* [RECORDS TO PROCESS]:

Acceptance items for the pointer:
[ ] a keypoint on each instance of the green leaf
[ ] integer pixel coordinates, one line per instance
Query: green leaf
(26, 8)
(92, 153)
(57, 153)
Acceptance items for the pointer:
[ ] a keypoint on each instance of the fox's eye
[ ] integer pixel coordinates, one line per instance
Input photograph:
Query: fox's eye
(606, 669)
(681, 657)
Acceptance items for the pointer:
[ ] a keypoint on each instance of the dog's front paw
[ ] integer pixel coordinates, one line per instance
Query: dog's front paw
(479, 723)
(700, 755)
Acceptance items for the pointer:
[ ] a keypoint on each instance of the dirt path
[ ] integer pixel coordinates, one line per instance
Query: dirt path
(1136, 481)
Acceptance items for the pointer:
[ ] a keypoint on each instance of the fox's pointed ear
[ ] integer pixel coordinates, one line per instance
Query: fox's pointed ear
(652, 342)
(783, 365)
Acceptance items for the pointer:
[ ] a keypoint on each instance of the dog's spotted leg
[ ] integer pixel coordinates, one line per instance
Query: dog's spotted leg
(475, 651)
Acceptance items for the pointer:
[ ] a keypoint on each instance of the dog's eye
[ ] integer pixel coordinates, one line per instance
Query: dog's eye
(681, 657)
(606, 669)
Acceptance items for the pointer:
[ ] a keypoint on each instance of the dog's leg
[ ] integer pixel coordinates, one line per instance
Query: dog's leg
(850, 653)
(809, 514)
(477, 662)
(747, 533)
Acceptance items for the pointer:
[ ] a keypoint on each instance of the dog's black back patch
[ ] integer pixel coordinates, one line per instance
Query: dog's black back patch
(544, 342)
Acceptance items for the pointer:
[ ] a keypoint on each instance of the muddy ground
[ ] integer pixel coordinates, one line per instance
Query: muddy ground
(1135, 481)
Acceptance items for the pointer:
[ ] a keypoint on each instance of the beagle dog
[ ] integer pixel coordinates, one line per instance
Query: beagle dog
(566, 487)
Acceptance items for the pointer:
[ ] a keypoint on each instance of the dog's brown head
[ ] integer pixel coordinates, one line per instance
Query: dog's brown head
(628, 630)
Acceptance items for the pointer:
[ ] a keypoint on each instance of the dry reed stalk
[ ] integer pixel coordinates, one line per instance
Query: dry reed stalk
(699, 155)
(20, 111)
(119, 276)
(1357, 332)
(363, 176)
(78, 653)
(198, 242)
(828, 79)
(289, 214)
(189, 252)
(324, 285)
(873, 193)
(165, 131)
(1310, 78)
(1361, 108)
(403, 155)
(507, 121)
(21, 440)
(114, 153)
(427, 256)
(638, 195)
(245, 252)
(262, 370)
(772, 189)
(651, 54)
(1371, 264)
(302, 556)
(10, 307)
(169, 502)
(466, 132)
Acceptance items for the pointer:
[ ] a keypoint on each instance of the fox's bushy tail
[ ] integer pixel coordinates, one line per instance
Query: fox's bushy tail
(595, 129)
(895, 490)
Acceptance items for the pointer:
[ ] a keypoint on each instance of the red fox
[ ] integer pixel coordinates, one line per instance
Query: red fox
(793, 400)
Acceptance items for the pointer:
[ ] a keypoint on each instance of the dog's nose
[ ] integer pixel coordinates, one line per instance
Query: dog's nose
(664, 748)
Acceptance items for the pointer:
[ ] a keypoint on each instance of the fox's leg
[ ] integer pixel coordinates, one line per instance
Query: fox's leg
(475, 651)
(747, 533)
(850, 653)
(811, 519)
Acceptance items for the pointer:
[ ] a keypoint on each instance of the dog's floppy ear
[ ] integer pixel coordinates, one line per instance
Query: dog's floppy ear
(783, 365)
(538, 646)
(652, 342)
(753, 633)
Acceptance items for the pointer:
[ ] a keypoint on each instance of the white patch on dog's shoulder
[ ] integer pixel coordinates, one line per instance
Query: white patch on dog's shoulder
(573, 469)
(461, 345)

* [SHORT PROBLEM]:
Restate every entry word for word.

* [ANSWER TO THE EXERCISE]:
Acceptance items for the pointer:
[ ] a keypoint on each instance of the green leaf
[ ] integer pixel coordinates, one line per instance
Query: green leaf
(26, 8)
(92, 153)
(57, 153)
Acceptance items for the pointer:
[ ] a keypoint on each instance of the fox's eye
[ ] integer pixel coordinates, one line per instance
Input photograph:
Query: fox's eye
(606, 669)
(681, 657)
Acceptance items for the pointer:
[ ] a keypoint on each instance of the dog's front paw
[ ] integer pixel coordinates, one line per instance
Query: dog's front paw
(479, 723)
(700, 755)
Acceptance items for the pointer:
[ ] a keypoint on each instance of the dirt path
[ ] integer pixel coordinates, one line per instance
Query: dirt path
(1136, 481)
Acceptance items for the pointer:
[ ] a keypoint on each instance of the fox's pointed ear
[ ] integer pixel coordinates, one line per instance
Query: fox's pointed ear
(652, 342)
(783, 365)
Acceptance items for the pointer:
[ ] a keypoint on each instance of the dog's spotted leg
[ ] integer pixel coordinates, one line per instance
Query: dog's spotted leg
(475, 651)
Acceptance items for the pointer:
[ ] a keypoint on each instance of the dog's eye
[ ] integer pixel coordinates, one line per instance
Query: dog's eye
(681, 657)
(606, 669)
Acceptance items for the pointer:
[ ] a keypoint on each instance of the dog's leg
[ ] integer pixel coordinates, one line per instance
Query: dog's leg
(850, 653)
(809, 514)
(477, 662)
(747, 533)
Acceptance items for the pointer:
[ ] a keypoint on each instance of the dog's black back patch
[ ] integer pixel coordinates, one line per instance
Query: dog's black back patch
(544, 342)
Acceptance items for the pointer:
[ ] a keypoint on each instance of the muddy ground
[ ] integer pixel coordinates, one line per instance
Query: muddy ground
(1135, 481)
Acceptance items for the pointer:
[ ] a keypoint on each instance of the beagle dog
[ ] integer pixel coordinates, one line per instance
Query: beagle dog
(566, 487)
Acceptance items for the pointer:
[ ] a keypoint on each instance of the dog's brown head
[ ] integer pixel coordinates, one line per instance
Query: dog's brown head
(628, 630)
Acceptance items for the pointer:
[ ] a keypoint on each instance of the dry reed stalk
[ ] integer pixel coordinates, one line per instance
Query: dry reed stalk
(699, 155)
(20, 111)
(119, 276)
(1357, 332)
(363, 176)
(78, 653)
(198, 242)
(828, 79)
(289, 214)
(189, 252)
(324, 285)
(873, 193)
(165, 131)
(1310, 78)
(1361, 108)
(403, 155)
(507, 121)
(21, 440)
(114, 153)
(427, 256)
(638, 195)
(245, 252)
(262, 370)
(772, 189)
(651, 54)
(1371, 264)
(302, 556)
(10, 307)
(169, 502)
(466, 132)
Acceptance items for the pointer:
[ ] a keypoint on each instance of the fox's bushy tail
[ ] integer pixel coordinates, one line per instance
Query: fox's bushy tail
(595, 129)
(895, 490)
Acceptance items for the pointer:
[ ] a keypoint on each instance of the red fox
[ ] integer pixel coordinates, one line per instance
Query: red fox
(793, 400)
Acceptance items for the pointer:
[ ] a keypoint on each instance of the dog's nose
[ ] integer pixel coordinates, one line per instance
Query: dog's nose
(664, 748)
Acceptance items for the pointer:
[ ] a keypoint on each instance of the fox's leg
[ ] integer pixel coordinates, one line per instance
Query: fox's leg
(475, 651)
(747, 533)
(850, 653)
(811, 519)
Acceptance items for the pointer:
[ ] a keypoint on each instance of the dog's floppy ear
[ ] integer pixel coordinates, one line per instance
Query: dog's floppy ear
(783, 365)
(538, 646)
(652, 342)
(753, 633)
Acceptance items for the pointer:
[ ] a keypoint on each instance of the white patch on dog's shoulder
[ ] integer pixel coordinates, one line per instance
Query: white patch on dog's shoulder
(573, 469)
(461, 345)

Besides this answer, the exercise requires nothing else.